◆ Work request: The output should be every line below that includes the word "sneaker".

◆ Entries provided:
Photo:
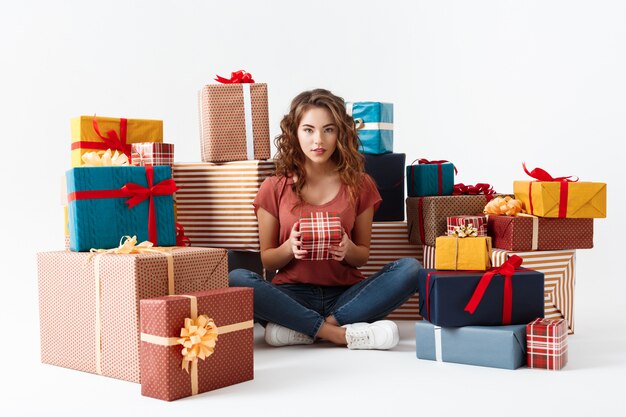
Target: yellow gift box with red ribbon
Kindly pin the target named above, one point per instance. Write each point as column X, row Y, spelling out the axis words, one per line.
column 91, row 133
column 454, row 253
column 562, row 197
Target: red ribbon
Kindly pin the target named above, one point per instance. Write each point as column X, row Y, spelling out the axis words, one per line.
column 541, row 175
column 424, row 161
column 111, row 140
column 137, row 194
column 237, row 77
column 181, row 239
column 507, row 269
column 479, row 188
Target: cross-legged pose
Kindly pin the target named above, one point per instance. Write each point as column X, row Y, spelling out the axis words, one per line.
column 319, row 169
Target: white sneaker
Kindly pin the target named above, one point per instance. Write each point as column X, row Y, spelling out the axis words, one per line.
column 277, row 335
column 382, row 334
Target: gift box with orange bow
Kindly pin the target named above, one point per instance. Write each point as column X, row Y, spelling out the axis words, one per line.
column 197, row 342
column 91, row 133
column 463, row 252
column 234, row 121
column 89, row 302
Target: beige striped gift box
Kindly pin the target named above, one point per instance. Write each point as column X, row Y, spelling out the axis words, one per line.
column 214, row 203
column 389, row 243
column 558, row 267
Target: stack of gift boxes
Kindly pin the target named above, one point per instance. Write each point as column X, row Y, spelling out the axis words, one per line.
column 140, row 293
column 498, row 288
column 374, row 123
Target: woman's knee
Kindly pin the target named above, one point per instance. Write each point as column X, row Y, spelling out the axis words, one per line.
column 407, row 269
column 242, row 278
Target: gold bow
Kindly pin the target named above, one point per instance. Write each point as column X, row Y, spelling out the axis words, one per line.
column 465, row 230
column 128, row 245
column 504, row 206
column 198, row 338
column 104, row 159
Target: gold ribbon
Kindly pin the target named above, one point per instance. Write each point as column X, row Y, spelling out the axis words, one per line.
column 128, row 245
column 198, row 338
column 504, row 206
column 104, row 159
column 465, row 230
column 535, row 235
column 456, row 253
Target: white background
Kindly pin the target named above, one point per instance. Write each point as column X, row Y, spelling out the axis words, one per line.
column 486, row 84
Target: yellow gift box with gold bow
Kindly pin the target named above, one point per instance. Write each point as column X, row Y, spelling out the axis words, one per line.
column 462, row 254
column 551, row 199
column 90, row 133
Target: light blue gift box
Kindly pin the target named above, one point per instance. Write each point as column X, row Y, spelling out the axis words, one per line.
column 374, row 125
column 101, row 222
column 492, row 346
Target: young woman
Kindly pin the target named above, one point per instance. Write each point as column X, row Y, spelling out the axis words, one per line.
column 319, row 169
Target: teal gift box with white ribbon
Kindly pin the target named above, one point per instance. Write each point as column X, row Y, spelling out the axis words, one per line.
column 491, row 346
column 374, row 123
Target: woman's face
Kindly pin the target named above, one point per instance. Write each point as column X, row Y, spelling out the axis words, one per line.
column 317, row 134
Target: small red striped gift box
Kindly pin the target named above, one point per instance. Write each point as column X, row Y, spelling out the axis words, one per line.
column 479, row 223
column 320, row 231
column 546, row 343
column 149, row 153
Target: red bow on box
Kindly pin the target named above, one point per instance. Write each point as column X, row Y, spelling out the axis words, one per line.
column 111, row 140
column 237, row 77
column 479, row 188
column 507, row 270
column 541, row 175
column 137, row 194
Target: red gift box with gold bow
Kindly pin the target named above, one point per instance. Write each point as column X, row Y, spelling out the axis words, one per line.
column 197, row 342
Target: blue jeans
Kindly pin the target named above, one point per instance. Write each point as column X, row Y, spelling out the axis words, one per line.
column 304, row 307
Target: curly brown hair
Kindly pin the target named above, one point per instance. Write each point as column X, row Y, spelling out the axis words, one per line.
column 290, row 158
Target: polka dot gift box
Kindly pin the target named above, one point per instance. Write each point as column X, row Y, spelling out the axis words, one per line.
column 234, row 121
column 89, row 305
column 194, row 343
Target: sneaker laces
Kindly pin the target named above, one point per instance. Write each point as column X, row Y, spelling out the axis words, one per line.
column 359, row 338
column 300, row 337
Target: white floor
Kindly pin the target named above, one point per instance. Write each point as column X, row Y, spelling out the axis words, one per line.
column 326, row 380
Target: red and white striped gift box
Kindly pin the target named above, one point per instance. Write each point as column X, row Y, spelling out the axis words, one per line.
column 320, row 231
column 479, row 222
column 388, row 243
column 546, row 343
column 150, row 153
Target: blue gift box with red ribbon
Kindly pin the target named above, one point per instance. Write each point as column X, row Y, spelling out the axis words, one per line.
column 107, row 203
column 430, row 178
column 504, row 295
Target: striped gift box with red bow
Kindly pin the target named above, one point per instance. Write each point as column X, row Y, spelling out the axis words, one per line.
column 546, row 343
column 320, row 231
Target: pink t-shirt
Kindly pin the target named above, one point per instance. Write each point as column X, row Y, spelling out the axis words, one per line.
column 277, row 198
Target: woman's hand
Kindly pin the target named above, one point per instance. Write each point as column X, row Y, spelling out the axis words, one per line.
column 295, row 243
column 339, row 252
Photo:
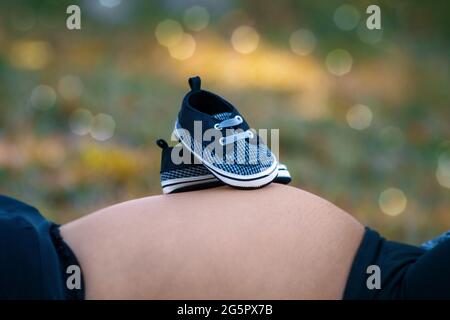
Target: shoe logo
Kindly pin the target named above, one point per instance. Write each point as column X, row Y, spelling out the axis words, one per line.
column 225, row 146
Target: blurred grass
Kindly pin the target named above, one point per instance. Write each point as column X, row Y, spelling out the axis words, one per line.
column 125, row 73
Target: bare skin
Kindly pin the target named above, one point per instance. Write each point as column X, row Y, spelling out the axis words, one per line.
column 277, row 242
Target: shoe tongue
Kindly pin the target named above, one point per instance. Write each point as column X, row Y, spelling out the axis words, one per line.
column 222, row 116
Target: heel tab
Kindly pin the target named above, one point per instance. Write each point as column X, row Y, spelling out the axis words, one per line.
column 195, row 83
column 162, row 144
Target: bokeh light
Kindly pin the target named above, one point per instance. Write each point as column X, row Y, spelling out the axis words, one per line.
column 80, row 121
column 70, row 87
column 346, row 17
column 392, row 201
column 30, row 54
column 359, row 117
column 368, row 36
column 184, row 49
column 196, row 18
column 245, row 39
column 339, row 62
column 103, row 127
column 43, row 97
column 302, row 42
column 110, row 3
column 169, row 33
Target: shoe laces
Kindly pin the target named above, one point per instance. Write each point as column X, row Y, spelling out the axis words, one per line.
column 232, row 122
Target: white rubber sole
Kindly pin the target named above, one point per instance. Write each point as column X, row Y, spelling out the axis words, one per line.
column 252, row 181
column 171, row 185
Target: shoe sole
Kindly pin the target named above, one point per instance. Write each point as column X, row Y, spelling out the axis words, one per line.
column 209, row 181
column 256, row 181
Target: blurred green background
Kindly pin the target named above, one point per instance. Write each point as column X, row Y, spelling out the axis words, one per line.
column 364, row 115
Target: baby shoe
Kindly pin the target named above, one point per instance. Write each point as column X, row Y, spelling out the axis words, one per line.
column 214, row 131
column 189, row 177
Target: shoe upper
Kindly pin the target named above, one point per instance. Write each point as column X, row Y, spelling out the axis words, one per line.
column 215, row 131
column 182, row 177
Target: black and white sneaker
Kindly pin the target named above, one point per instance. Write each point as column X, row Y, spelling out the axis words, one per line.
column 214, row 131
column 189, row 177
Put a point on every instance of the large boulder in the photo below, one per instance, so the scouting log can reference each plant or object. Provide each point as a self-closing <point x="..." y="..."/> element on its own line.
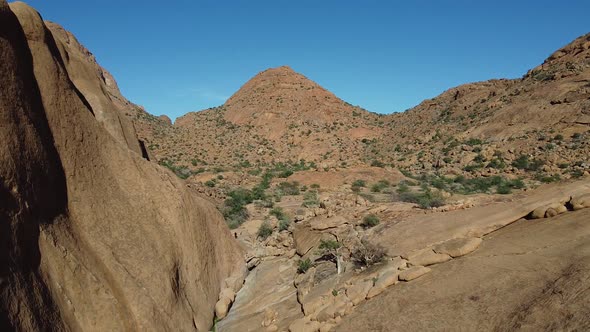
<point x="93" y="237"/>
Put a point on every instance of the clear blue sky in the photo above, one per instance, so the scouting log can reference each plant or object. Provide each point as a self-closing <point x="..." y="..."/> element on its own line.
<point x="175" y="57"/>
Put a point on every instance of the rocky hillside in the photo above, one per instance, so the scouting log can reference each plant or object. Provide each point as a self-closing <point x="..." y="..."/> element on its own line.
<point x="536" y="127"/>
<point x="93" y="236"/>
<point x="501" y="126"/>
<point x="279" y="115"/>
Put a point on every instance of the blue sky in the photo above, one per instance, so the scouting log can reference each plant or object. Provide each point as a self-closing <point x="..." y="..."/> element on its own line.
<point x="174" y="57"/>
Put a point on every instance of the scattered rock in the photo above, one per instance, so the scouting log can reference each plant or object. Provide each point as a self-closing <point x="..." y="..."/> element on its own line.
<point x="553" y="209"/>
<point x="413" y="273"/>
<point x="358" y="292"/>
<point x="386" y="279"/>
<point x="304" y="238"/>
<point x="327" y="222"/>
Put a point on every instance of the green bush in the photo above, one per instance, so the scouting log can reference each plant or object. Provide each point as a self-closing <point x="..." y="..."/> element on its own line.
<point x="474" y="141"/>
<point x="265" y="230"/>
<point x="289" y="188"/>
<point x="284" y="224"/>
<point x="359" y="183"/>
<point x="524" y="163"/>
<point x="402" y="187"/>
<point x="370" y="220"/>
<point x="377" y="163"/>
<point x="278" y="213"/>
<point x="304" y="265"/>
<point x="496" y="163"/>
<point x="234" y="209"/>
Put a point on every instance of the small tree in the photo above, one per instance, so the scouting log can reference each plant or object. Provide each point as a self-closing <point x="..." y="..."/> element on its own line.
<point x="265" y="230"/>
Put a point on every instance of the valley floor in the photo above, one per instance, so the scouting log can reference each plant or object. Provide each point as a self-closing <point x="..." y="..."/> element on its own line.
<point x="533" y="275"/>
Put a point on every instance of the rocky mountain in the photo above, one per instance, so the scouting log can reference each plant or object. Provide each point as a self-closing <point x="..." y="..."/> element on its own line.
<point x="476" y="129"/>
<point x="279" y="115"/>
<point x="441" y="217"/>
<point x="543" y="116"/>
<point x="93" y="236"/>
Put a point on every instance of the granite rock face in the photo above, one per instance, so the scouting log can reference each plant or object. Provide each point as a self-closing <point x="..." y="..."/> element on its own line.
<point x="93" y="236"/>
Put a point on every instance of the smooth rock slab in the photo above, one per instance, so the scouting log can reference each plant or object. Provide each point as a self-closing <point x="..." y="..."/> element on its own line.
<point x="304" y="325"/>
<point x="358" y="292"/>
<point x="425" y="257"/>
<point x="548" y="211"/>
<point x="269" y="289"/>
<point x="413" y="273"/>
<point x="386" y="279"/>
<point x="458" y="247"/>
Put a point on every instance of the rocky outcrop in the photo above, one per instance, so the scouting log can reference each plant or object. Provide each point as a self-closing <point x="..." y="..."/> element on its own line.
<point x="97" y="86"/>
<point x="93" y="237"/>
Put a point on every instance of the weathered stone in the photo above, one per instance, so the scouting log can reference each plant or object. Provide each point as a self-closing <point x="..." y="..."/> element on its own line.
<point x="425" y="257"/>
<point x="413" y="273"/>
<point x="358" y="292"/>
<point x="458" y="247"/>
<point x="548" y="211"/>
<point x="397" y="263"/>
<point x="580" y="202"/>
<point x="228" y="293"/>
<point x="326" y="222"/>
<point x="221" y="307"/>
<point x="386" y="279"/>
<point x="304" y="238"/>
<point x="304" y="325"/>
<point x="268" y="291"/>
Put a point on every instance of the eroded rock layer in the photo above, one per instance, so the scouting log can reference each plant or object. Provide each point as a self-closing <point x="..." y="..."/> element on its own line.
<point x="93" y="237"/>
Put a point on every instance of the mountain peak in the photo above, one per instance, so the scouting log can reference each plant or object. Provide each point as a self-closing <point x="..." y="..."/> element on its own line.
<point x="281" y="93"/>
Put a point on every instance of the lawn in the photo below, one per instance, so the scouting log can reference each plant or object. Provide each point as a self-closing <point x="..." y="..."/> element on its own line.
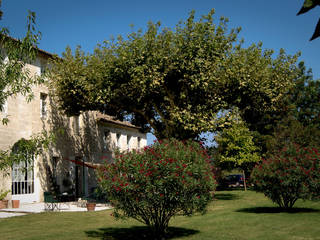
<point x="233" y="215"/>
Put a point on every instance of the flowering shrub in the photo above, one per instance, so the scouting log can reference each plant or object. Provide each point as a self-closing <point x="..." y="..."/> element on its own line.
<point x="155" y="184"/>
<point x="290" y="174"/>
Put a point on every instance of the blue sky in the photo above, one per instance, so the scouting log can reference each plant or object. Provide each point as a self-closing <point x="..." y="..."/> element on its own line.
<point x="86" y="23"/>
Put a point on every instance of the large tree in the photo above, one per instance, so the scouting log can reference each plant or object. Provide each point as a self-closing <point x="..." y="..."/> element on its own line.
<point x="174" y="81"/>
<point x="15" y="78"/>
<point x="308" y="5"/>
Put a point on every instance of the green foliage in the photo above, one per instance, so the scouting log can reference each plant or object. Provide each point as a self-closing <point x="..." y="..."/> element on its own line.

◆ Written solution:
Target: white sneaker
Target: sneaker laces
Target: black and white sneaker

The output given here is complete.